## Extrait
+++++

En France, des gains à l’exportation de 36 milliards d’euros
Cette dernière devrait enregistrer des gains à l’exportation : +80 milliards de dollars (Md USD) pour l’ Allemagne, +45 Md USD pour l’Italie, +39 Md USD (35,7 Md EUR) pour la France et +38 Md USD pour les Pays-Bas. Si Allianz Trade estime que « ces gains ne représentent pas des coups de pouce considérables pour leurs économies nationales respectives, ils s’additionnent pour contribuer de manière significative au rebond du commerce mondial ».
Mais c’est l’Asie qui devrait mener cette reprise des échanges. Malgré les difficultés qu’elle rencontre actuellement et son repli depuis la crise sanitaire, l’économie chinoise devrait résister et les exportations augmenter de 4 % cette année. L’ensemble de la région, Pacifique inclus, enregistrera la plus forte croissance du PIB en 2024 : 4 %, soit presque le double de la croissance mondiale (2,4 %). La Chine (4,6 %) et l’Inde (6,3 %) feront la course en tête. Des rythmes bien inférieurs à ceux qu’enregistreront le Vieux et le Nouveau continents.
Atterrissage de la croissance américaine et lente reprise en Europe
Après une hausse de 2,4 %, les PIB des États-Unis décélérera en effet à 1,4 %, avec un point bas avoisinant 0 % aux deuxième et troisième trimestres. En cause : des taux d’intérêt toujours élevés, un ralentissement de l’investissement et des consommateurs moins prompts à piocher dans leur épargne. Plus au Sud, l’Amérique latine affichera une croissance en hausse de 1,7 % contre 2,4 % en 2023.

+++++

## Données fournies
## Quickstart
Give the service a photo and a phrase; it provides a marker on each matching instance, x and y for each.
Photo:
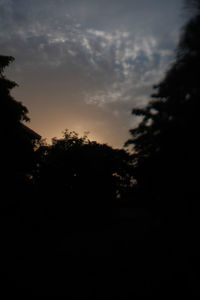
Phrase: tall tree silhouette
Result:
(165, 143)
(85, 177)
(17, 144)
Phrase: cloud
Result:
(106, 54)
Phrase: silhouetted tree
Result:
(17, 146)
(165, 143)
(82, 176)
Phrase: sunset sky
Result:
(84, 64)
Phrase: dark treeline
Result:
(81, 218)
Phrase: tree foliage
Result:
(165, 142)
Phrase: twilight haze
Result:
(84, 64)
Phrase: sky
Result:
(83, 65)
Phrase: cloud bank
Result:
(93, 53)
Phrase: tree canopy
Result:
(165, 143)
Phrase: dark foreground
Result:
(132, 252)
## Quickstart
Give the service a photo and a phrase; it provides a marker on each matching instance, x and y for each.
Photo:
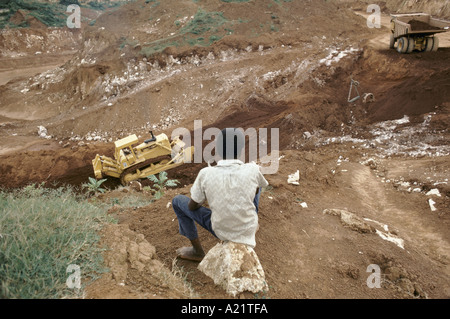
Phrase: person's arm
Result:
(193, 205)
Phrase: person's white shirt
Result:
(230, 189)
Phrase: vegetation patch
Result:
(42, 232)
(204, 29)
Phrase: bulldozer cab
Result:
(124, 153)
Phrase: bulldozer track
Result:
(133, 169)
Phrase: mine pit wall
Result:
(437, 8)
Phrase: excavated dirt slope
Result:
(264, 64)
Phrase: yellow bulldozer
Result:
(132, 162)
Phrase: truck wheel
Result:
(429, 41)
(411, 45)
(432, 44)
(392, 42)
(435, 44)
(403, 44)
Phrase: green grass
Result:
(230, 1)
(51, 14)
(203, 30)
(42, 232)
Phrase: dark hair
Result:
(229, 143)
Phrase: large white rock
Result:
(235, 267)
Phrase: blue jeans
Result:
(187, 218)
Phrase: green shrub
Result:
(42, 232)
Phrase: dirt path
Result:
(417, 225)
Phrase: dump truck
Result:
(133, 161)
(416, 31)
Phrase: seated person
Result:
(232, 189)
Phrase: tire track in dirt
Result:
(414, 225)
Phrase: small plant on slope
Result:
(161, 183)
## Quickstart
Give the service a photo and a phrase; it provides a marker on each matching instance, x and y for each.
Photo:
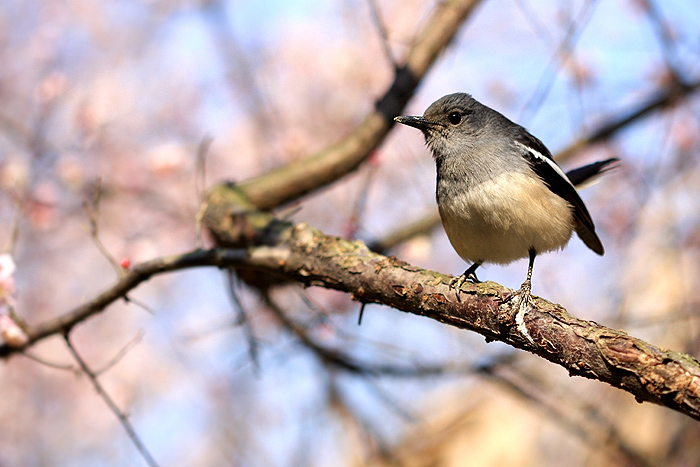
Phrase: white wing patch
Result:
(549, 161)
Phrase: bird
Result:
(500, 194)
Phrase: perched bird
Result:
(500, 194)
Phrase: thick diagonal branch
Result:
(303, 254)
(305, 175)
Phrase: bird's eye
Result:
(455, 118)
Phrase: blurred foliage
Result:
(121, 94)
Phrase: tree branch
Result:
(298, 252)
(303, 176)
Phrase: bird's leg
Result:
(527, 285)
(524, 302)
(469, 274)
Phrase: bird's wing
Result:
(541, 162)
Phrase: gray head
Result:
(469, 141)
(459, 123)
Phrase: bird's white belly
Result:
(500, 220)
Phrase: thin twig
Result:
(121, 354)
(54, 365)
(123, 419)
(572, 34)
(243, 321)
(92, 208)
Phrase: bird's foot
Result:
(524, 305)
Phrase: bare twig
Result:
(92, 208)
(243, 321)
(112, 406)
(328, 165)
(121, 354)
(572, 34)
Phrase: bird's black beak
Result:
(416, 122)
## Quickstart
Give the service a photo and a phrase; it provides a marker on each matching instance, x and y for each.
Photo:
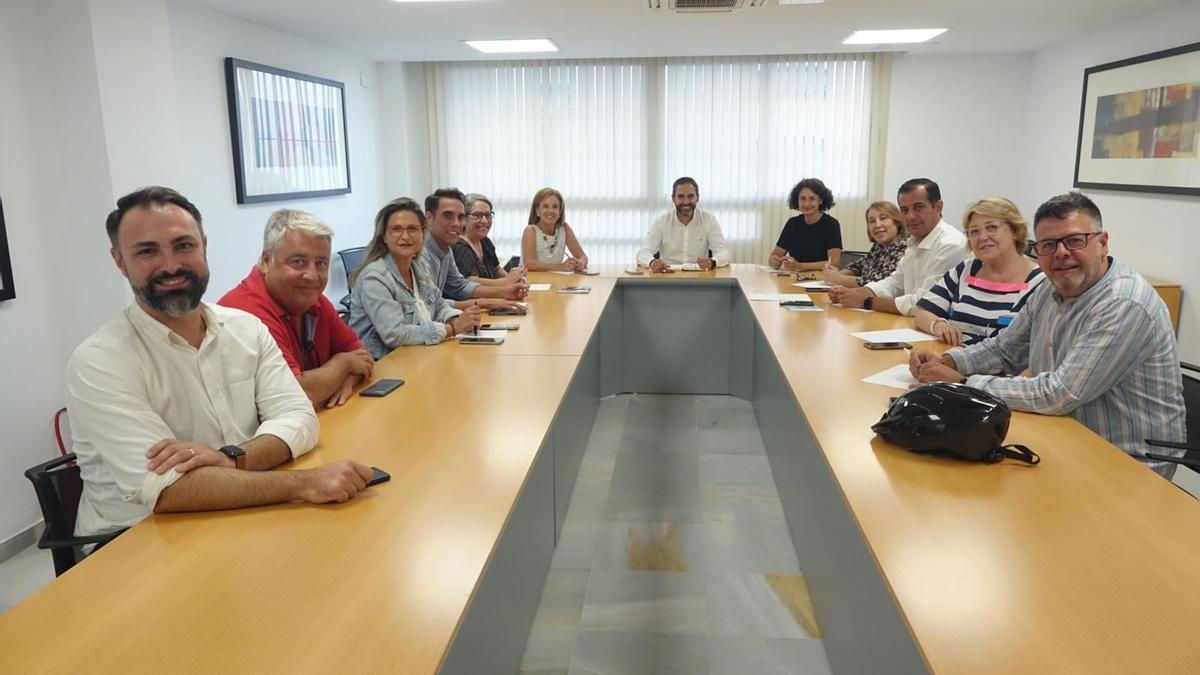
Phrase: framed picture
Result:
(6, 290)
(288, 133)
(1139, 124)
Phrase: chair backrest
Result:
(58, 487)
(351, 260)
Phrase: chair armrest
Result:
(1191, 463)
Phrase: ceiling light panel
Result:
(513, 46)
(906, 36)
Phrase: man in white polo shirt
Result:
(177, 405)
(934, 248)
(685, 234)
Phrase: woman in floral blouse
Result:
(883, 227)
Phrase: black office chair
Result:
(1191, 457)
(351, 260)
(59, 487)
(849, 257)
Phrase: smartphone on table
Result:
(887, 345)
(382, 388)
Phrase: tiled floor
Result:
(675, 555)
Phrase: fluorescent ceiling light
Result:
(511, 46)
(906, 36)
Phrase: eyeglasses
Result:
(1072, 243)
(990, 228)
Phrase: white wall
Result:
(958, 120)
(1157, 234)
(199, 41)
(405, 132)
(55, 190)
(114, 95)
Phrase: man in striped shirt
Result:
(1097, 341)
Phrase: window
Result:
(612, 136)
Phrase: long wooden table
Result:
(1086, 563)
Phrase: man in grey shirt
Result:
(1097, 341)
(447, 210)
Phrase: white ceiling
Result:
(384, 30)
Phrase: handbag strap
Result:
(1018, 452)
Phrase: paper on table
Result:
(773, 270)
(499, 334)
(778, 297)
(813, 285)
(897, 376)
(894, 335)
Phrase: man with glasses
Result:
(286, 291)
(178, 405)
(447, 213)
(934, 249)
(1097, 341)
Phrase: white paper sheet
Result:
(897, 376)
(773, 270)
(811, 285)
(778, 297)
(894, 335)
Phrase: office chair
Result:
(351, 260)
(1191, 457)
(59, 487)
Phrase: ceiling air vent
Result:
(689, 6)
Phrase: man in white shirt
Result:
(687, 234)
(177, 405)
(934, 248)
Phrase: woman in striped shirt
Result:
(982, 294)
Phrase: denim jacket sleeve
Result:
(393, 311)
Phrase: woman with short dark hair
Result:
(813, 239)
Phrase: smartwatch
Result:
(237, 454)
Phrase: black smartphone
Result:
(378, 476)
(382, 388)
(887, 345)
(480, 340)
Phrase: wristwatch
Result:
(237, 454)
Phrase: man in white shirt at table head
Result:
(684, 236)
(177, 405)
(934, 248)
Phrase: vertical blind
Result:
(613, 135)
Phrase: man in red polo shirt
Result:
(286, 292)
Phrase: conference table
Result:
(1085, 563)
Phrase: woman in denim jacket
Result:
(393, 299)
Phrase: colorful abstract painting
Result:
(1159, 123)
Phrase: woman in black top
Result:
(811, 239)
(474, 252)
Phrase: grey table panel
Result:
(689, 338)
(496, 627)
(861, 623)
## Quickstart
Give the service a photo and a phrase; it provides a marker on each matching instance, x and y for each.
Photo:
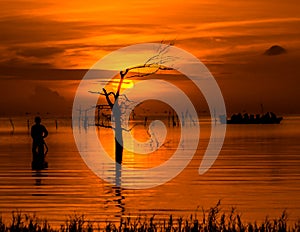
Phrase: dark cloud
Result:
(46, 100)
(275, 50)
(38, 52)
(24, 29)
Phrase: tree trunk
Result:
(118, 136)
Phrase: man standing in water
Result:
(38, 133)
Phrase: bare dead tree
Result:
(118, 102)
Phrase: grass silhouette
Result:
(212, 221)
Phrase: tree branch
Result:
(107, 97)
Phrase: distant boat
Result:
(268, 118)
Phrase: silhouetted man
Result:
(38, 133)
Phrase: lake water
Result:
(257, 171)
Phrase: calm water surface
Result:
(257, 171)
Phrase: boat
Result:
(268, 118)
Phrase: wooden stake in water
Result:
(12, 126)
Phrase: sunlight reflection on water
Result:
(258, 171)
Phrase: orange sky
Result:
(40, 38)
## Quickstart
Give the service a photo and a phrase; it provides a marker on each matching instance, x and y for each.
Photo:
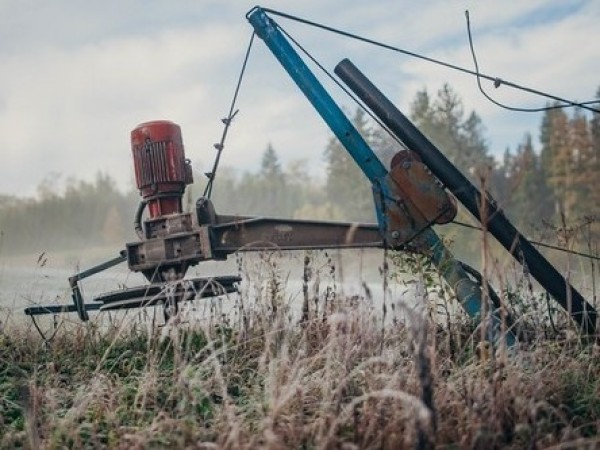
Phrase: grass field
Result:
(349, 373)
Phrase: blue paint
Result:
(467, 291)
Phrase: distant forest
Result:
(546, 183)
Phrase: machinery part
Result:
(137, 221)
(265, 233)
(58, 309)
(267, 30)
(161, 170)
(76, 294)
(160, 294)
(425, 191)
(493, 217)
(384, 187)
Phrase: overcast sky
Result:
(78, 76)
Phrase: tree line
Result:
(545, 181)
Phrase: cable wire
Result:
(495, 80)
(539, 244)
(227, 121)
(498, 82)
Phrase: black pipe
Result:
(495, 220)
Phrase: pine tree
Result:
(529, 200)
(556, 158)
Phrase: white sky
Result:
(78, 76)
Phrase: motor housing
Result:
(161, 168)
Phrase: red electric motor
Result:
(161, 169)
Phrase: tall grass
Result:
(268, 373)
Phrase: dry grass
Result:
(257, 378)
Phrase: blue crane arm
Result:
(467, 291)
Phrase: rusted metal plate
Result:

+++++

## Consigne
Répétez l'extrait sur le commerce mondial en entier, sans rien y changer. Ces données viennent d'une autre source.

## Réponse attendue
En France, des gains à l’exportation de 36 milliards d’euros
Cette dernière devrait enregistrer des gains à l’exportation : +80 milliards de dollars (Md USD) pour l’ Allemagne, +45 Md USD pour l’Italie, +39 Md USD (35,7 Md EUR) pour la France et +38 Md USD pour les Pays-Bas. Si Allianz Trade estime que « ces gains ne représentent pas des coups de pouce considérables pour leurs économies nationales respectives, ils s’additionnent pour contribuer de manière significative au rebond du commerce mondial ».
Mais c’est l’Asie qui devrait mener cette reprise des échanges. Malgré les difficultés qu’elle rencontre actuellement et son repli depuis la crise sanitaire, l’économie chinoise devrait résister et les exportations augmenter de 4 % cette année. L’ensemble de la région, Pacifique inclus, enregistrera la plus forte croissance du PIB en 2024 : 4 %, soit presque le double de la croissance mondiale (2,4 %). La Chine (4,6 %) et l’Inde (6,3 %) feront la course en tête. Des rythmes bien inférieurs à ceux qu’enregistreront le Vieux et le Nouveau continents.
Atterrissage de la croissance américaine et lente reprise en Europe
Après une hausse de 2,4 %, les PIB des États-Unis décélérera en effet à 1,4 %, avec un point bas avoisinant 0 % aux deuxième et troisième trimestres. En cause : des taux d’intérêt toujours élevés, un ralentissement de l’investissement et des consommateurs moins prompts à piocher dans leur épargne. Plus au Sud, l’Amérique latine affichera une croissance en hausse de 1,7 % contre 2,4 % en 2023.